=== Record extracts ===
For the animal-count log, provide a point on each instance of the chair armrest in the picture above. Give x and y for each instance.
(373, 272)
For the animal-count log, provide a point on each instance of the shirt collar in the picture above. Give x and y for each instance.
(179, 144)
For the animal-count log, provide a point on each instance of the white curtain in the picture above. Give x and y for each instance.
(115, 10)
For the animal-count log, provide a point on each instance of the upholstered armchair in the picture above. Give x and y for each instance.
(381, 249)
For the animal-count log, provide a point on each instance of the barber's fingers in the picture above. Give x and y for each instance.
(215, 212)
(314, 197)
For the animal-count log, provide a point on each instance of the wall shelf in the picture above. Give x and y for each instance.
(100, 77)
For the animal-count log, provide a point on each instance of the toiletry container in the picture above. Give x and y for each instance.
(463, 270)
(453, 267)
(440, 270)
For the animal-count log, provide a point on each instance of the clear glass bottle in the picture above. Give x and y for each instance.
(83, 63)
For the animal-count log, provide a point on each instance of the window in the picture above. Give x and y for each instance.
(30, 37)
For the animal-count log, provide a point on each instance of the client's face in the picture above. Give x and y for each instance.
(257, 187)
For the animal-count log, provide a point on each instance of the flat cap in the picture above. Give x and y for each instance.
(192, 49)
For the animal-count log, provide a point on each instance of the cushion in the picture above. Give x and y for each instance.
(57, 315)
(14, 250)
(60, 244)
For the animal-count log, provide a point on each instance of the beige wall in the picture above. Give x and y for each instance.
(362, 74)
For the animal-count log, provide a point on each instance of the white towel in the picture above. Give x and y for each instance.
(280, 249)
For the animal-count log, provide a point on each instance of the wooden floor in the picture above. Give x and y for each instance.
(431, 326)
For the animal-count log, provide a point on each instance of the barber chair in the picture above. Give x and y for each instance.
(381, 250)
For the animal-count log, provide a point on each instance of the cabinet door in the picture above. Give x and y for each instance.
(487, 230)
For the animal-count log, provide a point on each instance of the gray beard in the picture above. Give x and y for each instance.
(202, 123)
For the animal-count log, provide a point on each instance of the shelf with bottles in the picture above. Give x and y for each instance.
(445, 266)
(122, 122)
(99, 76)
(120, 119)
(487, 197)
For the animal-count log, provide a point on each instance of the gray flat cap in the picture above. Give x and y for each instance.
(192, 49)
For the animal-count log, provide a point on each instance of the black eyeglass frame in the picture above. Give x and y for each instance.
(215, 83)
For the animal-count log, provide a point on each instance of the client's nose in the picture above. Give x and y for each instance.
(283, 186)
===
Work item -> The expected output is a verbatim retyping of each line from the one with "the gray flat" to the end of the listing above, with both end lines kept and nothing added.

Task answer ->
For the animal-count log, provide a point on each instance of the gray flat cap in the picture above. Give x and y for each instance.
(192, 49)
For the animal-count log, provide a point on each instance of the black eyeglass frame in the picture above. Give x and y for each instance.
(215, 83)
For the animal-count log, provide a point on each instance of the client's nose in the picture above. Give x and y for each instance.
(283, 186)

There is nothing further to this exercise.